RECORDS TO PROCESS Start Marker

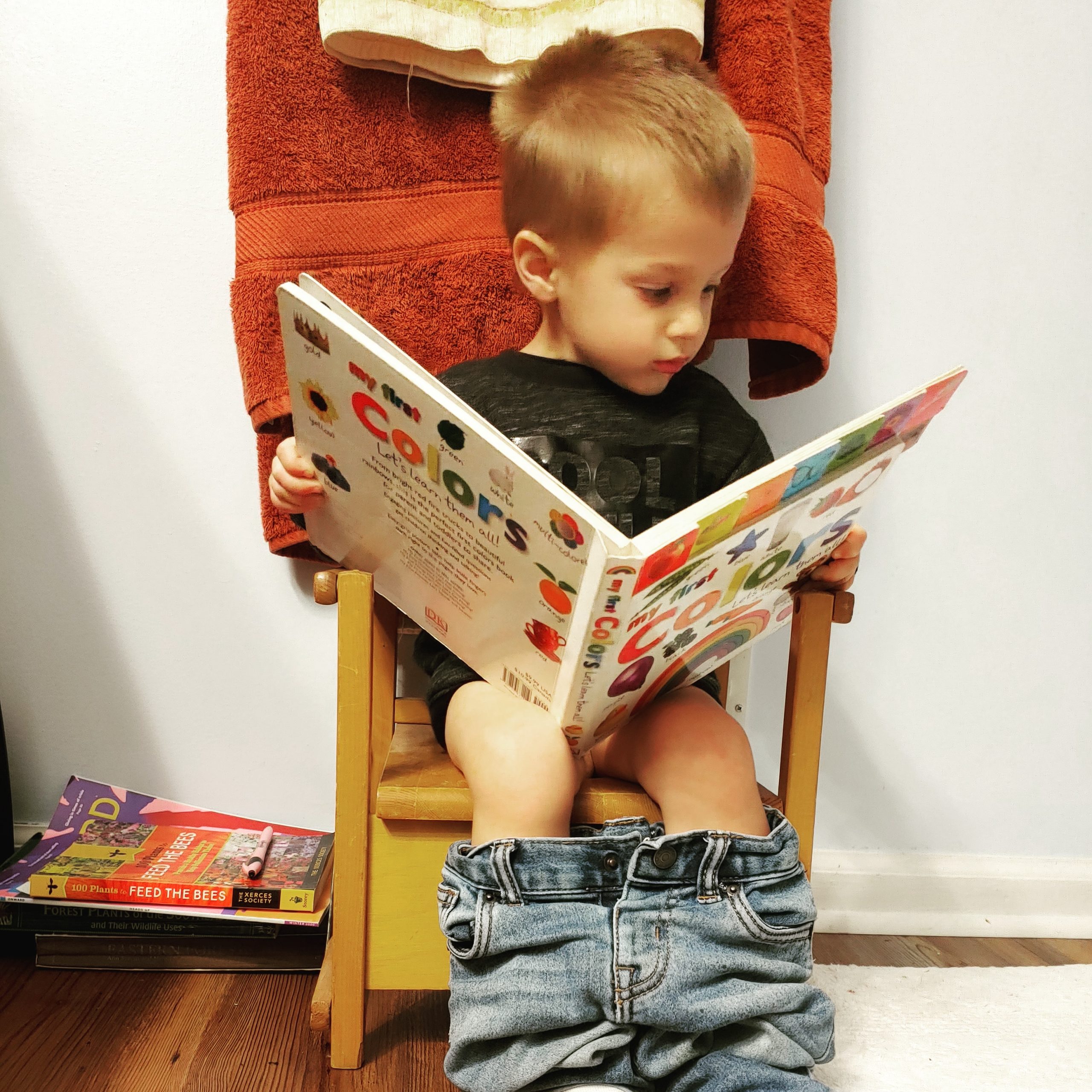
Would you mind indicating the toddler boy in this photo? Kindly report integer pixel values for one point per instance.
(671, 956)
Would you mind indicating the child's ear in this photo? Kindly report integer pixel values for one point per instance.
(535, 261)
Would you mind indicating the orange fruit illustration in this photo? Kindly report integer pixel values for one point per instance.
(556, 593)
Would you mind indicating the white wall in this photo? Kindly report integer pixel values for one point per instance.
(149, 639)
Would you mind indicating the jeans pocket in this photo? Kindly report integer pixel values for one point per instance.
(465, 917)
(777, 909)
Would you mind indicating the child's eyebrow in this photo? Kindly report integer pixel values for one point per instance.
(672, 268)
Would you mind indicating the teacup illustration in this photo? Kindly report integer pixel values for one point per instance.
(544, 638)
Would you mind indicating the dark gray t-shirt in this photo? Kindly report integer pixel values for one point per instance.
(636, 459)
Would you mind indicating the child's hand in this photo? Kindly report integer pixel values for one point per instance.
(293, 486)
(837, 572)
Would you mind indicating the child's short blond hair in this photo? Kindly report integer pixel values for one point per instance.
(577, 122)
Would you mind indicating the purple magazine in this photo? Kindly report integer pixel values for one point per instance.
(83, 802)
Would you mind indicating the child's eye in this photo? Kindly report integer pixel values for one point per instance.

RECORDS TO PROCESS End Marker
RECORDS TO PROCESS Start Marker

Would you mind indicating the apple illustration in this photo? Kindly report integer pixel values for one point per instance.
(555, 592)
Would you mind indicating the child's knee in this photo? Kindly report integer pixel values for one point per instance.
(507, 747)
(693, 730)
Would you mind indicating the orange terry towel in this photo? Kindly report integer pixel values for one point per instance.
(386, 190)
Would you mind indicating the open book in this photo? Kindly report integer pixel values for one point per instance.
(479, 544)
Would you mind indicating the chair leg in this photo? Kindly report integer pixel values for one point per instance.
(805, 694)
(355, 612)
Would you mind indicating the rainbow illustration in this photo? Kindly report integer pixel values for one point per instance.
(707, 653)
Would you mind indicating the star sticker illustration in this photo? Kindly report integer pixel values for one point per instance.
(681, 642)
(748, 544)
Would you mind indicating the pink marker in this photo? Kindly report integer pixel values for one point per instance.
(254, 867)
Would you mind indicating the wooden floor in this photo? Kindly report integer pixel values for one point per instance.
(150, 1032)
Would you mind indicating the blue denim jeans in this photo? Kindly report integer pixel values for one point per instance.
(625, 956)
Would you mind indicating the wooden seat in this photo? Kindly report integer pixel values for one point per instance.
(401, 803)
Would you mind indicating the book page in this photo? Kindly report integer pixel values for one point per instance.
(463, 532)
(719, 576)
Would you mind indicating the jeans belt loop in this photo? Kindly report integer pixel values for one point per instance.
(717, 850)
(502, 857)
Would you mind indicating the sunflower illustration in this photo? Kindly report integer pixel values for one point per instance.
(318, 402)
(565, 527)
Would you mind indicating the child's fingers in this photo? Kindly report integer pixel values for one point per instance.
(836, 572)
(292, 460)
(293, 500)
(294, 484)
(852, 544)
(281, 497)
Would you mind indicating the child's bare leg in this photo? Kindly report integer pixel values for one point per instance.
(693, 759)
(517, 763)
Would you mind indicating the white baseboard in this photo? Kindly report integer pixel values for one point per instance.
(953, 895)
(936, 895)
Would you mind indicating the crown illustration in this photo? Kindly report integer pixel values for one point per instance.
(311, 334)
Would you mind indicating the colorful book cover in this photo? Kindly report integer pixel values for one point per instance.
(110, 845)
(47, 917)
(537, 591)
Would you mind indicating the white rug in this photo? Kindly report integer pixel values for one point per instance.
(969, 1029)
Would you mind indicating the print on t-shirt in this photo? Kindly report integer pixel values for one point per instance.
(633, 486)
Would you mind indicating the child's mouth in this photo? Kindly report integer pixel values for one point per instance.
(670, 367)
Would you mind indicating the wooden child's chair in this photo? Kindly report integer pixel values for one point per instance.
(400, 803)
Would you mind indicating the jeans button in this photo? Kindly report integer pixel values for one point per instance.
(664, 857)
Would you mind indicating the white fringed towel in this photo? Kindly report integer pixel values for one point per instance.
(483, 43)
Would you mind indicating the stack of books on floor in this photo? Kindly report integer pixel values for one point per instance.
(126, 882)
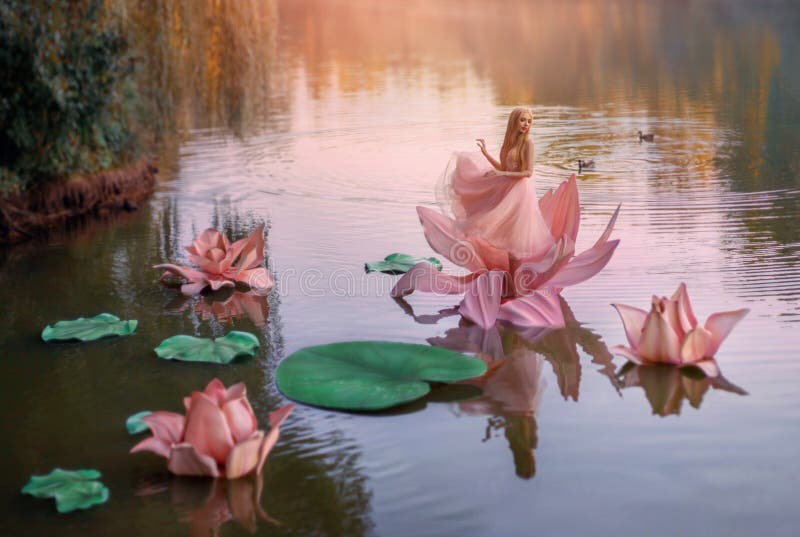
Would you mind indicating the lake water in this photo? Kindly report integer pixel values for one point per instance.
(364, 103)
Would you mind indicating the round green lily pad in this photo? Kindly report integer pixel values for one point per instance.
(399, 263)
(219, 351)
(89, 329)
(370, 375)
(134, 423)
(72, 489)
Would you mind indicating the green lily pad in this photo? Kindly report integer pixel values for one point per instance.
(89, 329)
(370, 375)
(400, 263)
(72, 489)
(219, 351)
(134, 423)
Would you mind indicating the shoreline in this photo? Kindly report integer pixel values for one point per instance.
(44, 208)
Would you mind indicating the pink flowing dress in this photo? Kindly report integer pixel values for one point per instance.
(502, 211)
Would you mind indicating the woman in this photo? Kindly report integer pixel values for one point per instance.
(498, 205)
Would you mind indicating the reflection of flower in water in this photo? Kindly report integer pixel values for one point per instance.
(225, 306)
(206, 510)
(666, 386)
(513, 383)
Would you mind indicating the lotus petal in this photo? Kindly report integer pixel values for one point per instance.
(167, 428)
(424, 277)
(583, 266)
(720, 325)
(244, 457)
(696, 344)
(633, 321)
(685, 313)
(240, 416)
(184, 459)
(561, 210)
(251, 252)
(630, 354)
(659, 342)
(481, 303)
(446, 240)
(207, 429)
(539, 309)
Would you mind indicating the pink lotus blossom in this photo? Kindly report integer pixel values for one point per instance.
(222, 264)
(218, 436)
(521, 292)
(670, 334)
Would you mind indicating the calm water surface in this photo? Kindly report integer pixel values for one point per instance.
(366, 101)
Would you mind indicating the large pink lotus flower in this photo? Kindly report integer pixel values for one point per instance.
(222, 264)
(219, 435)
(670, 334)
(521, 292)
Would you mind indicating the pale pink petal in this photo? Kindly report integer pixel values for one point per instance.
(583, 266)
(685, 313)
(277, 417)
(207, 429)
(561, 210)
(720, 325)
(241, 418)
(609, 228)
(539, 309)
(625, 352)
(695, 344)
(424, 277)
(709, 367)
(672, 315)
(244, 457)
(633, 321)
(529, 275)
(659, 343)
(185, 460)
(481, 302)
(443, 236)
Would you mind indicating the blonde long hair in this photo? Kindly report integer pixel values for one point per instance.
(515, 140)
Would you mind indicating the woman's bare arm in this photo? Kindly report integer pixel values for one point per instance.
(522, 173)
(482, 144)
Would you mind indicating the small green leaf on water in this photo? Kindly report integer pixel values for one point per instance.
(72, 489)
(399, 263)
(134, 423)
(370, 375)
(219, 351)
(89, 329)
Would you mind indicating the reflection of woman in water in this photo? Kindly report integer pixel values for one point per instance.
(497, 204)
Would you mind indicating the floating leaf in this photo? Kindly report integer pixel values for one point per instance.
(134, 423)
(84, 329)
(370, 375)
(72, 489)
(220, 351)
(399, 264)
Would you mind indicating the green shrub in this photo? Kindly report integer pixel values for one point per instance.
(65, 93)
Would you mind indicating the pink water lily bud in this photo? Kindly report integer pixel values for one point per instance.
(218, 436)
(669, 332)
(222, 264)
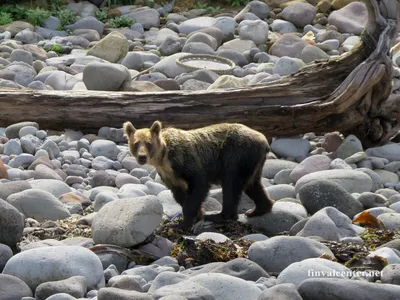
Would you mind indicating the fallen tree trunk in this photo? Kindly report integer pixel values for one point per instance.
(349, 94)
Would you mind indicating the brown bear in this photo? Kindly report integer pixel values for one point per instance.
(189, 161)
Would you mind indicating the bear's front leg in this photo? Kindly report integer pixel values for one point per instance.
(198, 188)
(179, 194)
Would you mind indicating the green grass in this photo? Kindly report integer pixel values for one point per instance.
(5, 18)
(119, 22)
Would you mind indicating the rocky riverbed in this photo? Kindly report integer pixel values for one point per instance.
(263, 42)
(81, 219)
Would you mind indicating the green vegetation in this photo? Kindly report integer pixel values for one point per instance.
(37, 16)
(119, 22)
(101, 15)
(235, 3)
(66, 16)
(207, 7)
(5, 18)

RECORDS TO PROCESS End Marker

• [PROMPT]: Scan the listing above for the line that has "Would you mind indicating the child's short", then copy exactly from that line through the line that has "Would you mind indicating the child's eye in".

• [RESULT]:
Would you mind indicating the child's short blond hair in this photo? Kindly report integer pixel values for one point per instance.
(577, 122)
Would you mind indicating the purple magazine in this photo? Kindly report integer pixel values for one point per instance.
(83, 802)
Would you mind indicating the child's eye in this photo? Kindly report integer pixel values for one point per instance.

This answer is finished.